**** Dataset entries ****
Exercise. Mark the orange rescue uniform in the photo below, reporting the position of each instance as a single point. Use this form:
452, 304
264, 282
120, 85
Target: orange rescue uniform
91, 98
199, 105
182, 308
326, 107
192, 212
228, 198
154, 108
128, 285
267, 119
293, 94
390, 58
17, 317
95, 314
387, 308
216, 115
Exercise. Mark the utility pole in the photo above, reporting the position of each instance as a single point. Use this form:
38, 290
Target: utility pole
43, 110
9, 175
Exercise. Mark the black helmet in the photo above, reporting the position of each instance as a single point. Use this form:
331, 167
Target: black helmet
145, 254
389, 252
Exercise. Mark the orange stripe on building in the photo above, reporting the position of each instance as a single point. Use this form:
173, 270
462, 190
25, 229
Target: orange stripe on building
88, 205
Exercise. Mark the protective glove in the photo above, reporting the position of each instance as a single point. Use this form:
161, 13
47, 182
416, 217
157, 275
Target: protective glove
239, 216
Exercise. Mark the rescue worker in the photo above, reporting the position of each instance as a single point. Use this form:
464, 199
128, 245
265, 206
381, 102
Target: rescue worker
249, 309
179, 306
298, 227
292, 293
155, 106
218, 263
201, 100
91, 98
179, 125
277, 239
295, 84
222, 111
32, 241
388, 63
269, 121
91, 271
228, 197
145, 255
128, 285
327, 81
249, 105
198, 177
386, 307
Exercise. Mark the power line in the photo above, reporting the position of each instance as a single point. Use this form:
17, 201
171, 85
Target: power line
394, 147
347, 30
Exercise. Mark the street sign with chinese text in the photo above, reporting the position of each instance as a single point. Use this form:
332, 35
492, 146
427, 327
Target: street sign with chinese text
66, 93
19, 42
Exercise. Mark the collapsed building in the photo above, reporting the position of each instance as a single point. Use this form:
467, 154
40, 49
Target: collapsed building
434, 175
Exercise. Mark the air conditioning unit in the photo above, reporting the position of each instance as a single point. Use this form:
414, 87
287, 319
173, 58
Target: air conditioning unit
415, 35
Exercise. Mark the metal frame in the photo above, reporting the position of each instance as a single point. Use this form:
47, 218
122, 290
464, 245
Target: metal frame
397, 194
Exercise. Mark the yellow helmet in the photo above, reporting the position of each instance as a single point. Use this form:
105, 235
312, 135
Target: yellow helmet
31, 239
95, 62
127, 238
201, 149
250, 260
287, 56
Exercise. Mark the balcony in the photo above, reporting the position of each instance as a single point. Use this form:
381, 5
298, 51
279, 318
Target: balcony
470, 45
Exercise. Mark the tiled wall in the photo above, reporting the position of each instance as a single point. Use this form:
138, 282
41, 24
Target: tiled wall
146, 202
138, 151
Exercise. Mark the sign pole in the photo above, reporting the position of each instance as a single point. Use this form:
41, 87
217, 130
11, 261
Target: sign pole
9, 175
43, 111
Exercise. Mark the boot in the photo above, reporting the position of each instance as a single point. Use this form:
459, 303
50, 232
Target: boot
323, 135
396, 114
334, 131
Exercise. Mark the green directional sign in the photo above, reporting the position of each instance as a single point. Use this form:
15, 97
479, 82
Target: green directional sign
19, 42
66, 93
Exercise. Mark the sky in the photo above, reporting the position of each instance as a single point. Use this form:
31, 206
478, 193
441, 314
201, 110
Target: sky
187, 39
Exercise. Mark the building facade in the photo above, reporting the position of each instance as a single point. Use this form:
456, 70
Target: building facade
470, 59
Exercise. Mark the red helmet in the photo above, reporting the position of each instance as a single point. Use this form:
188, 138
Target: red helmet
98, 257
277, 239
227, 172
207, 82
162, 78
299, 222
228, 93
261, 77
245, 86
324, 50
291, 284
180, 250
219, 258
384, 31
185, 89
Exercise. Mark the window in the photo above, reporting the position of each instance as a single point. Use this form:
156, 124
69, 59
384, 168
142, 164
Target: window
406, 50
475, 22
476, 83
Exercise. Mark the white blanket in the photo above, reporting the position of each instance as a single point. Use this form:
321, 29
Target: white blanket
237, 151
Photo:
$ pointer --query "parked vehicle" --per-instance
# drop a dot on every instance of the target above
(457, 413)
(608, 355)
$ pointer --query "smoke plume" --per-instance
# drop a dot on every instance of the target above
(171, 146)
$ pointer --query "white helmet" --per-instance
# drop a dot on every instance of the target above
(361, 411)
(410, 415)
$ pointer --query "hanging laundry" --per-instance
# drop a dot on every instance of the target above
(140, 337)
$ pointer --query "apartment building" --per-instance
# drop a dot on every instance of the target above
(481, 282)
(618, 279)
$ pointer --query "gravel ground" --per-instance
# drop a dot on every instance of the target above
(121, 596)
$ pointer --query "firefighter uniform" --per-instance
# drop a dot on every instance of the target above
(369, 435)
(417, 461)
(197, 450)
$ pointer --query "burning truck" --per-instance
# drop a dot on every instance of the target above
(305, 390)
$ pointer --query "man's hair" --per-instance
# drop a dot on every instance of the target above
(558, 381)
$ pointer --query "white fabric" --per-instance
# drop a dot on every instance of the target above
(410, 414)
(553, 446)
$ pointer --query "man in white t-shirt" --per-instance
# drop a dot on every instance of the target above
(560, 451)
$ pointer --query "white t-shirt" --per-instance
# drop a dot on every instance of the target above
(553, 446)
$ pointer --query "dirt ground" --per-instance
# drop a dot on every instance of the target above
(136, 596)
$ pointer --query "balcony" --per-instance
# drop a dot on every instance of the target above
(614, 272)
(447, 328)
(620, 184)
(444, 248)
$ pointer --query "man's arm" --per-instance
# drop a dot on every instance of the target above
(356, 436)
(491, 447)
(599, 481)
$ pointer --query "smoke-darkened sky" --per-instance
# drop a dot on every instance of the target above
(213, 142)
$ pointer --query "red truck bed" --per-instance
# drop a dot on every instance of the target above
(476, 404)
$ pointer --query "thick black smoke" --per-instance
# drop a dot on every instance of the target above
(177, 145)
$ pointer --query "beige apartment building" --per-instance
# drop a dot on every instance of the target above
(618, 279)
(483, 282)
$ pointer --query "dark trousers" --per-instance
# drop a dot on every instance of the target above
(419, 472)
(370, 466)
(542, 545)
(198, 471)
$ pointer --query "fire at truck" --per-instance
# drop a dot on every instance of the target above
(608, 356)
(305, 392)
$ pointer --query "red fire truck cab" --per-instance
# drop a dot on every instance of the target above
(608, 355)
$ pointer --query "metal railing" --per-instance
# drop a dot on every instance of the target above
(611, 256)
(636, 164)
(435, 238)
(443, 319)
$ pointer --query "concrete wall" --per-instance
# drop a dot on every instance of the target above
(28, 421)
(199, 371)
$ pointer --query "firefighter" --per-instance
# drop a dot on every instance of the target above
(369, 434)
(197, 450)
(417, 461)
****
▶ **About this exercise**
Please return all of the records exactly.

▶ **Output of the task**
Exercise. Mark the orange rescue uniform in the photo below, reporting the position of each instance as a single point. Use this form:
452, 304
264, 282
120, 85
Target: orange rescue uniform
91, 98
199, 105
182, 308
326, 107
192, 212
228, 198
154, 108
128, 285
267, 119
293, 94
390, 58
17, 317
95, 314
387, 308
216, 115
Exercise. Mark the utility pole in the photo above, reporting the position of each instance as a single point. Use this form:
38, 290
Target: utility pole
43, 110
9, 175
Exercise. Mark the black helmet in the photo above, reporting the position of each instance as a single point. Use this form:
331, 167
Target: black helmet
145, 254
389, 252
Exercise. Mark the orange stripe on building in the photo above, reporting the position of each instance as a single point. Use this form:
173, 270
462, 190
25, 229
Target: orange stripe on building
88, 205
Exercise. Mark the protective glove in the photo above, reporting the position of each instance as a single point. Use this form:
161, 13
47, 182
416, 217
157, 275
Target: protective glove
239, 216
Exercise. Mark the rescue worker in the photo above, reporting the position of each instance as a single point. Use this form:
464, 199
128, 245
265, 206
381, 102
Target: rescue worker
249, 309
179, 306
298, 227
292, 293
155, 106
218, 263
201, 100
91, 98
179, 125
277, 239
295, 84
222, 111
32, 241
388, 63
269, 121
91, 271
228, 197
145, 255
128, 285
327, 81
249, 105
198, 177
386, 307
Exercise. Mark the power line in the photo above, reporting the position of each instance as a single point. Use this form:
17, 201
171, 85
Target: power line
394, 147
347, 30
Exercise. Mark the street sign with chinese text in the photo above, reporting the position of each instance as a single point. Use this form:
332, 35
492, 146
427, 327
Target: street sign with chinese text
66, 93
19, 42
Exercise. Mark the collapsed building in the photo above, reporting the position of each instance as a single point. Use this form:
467, 154
40, 49
Target: collapsed building
434, 175
Exercise. Mark the air conditioning unit in the photo above, reporting the position of each instance as a single point. Use this form:
414, 87
287, 319
173, 58
Target: air conditioning unit
415, 35
Exercise. Mark the metal frame in the photo above, reporting the position of each instance as a single point. Use this form:
47, 218
122, 290
464, 245
Target: metal frame
397, 194
Exercise. Mark the yellow helmet in the photo above, reporting the position of each instance as a single point. Use this form:
105, 235
312, 135
Target: yellow helmet
31, 239
95, 62
127, 238
201, 149
250, 260
287, 56
Exercise. Mark the balcony in the photo above, reporting the position of each instance as a single point. Use this form:
381, 5
298, 51
279, 318
Target: balcony
470, 45
Exercise. Mark the tiled wall in the photo above, reporting the position of each instance as a single point. Use this form:
138, 282
41, 24
Target: tiled wall
146, 202
138, 151
Exercise. Mark the sign pole in the photo above, reporting the position of each instance as a single point. Use this form:
41, 87
217, 130
11, 261
Target: sign pole
9, 175
43, 111
Exercise. Mark the boot in the photo above, reporting the position of each instance as a single point. Use this form:
459, 303
50, 232
Target: boot
323, 135
396, 114
334, 131
Exercise. Mark the green directional sign in the photo above, reporting the position of each instance as a single point. Use this form:
15, 97
479, 82
Target: green directional sign
19, 42
66, 93
Exercise. Mark the sky in the photo above, reporting the position of each instance as a single point. Use this form:
31, 206
478, 193
441, 314
201, 110
Target: sky
187, 39
Exercise. Mark the building facade in the photo above, reporting the position of each instance as a single point. Use this form:
456, 70
Target: building facade
470, 59
Exercise. Mark the red helmet in the photo above, reporting the position of each instance as a single point. Use this form:
188, 138
Target: red helmet
98, 257
277, 239
227, 172
207, 82
162, 78
299, 222
228, 93
261, 77
245, 86
324, 50
291, 284
180, 250
219, 258
384, 31
185, 89
Exercise. Mark the window in the photo above, reporting the position of each instance as a single point. Use this form:
156, 124
69, 59
384, 168
142, 164
Target: window
406, 50
475, 22
476, 83
Exercise. Mark the white blanket in the photo above, reporting the position of each instance as a single point. Use this form:
321, 29
Target: white blanket
237, 151
Photo:
$ pointer --query "parked vehicle" --per-instance
# drop a dot on every instance of the target above
(457, 413)
(608, 355)
$ pointer --query "smoke plume" --per-instance
# drop a dot on every instance of the target above
(171, 146)
$ pointer --query "white helmet" --per-instance
# drop a dot on every instance of the target above
(361, 411)
(410, 415)
$ pointer --query "hanging laundry" --per-instance
# drop a dot on every instance of the target above
(140, 337)
$ pointer --query "apartment building" --per-instance
# drop a dot on every instance of the target above
(481, 282)
(618, 279)
$ pointer --query "gravel ground" --per-instance
# drop a dot on every instance of the target above
(121, 596)
$ pointer --query "firefighter uniform" --per-instance
# drop a dot on every instance of the target above
(369, 435)
(417, 461)
(197, 450)
$ pointer --query "burning truck" --per-instance
# drop a dot on every instance of the target above
(305, 390)
$ pointer --query "man's hair" --per-instance
# drop a dot on every instance of the target above
(558, 381)
$ pointer --query "white fabric" --per-instance
# drop a dot on every instance of the target above
(410, 414)
(553, 446)
$ pointer --query "man in white t-shirt" --per-instance
# drop a dot on every instance of the target above
(560, 451)
$ pointer --query "white t-shirt" --per-instance
# drop a dot on every instance of the target above
(553, 446)
$ pointer --query "dirt ground" --per-instance
# drop a dot on every instance of the target above
(136, 596)
$ pointer --query "balcony" --per-instance
# drop a dot on every instance of the target above
(614, 272)
(447, 328)
(620, 184)
(444, 248)
$ pointer --query "man's arm" --per-instance
# drop a dot on every instance of the target above
(356, 436)
(491, 447)
(599, 481)
$ pointer --query "smoke-darkened sky" --per-instance
# drop a dot on every instance of the target above
(213, 142)
$ pointer --query "red truck bed" --per-instance
# drop a dot on every instance of the target above
(476, 404)
$ pointer --query "thick black smoke" --per-instance
# drop a dot on every instance of the target above
(177, 145)
$ pointer --query "beige apartment building" --per-instance
# drop a dot on every instance of the target above
(618, 279)
(483, 282)
$ pointer --query "dark trousers" --per-instance
# drop a dot on every instance of the target above
(419, 472)
(370, 466)
(542, 545)
(198, 471)
$ pointer --query "fire at truck" --per-instance
# drop a dot on every instance of the target above
(608, 356)
(305, 392)
$ pointer --query "red fire truck cab" --per-instance
# drop a dot on every instance of the target above
(608, 355)
$ pointer --query "metal railing" --per-instance
# drop a dot on every instance of the target above
(611, 256)
(636, 164)
(435, 238)
(443, 319)
$ pointer --query "concrete wall" --per-instance
# drop a dot on every instance of the target above
(28, 421)
(199, 371)
$ pointer --query "firefighter" --per-instance
# drop a dot on every instance of the target above
(369, 434)
(197, 450)
(417, 461)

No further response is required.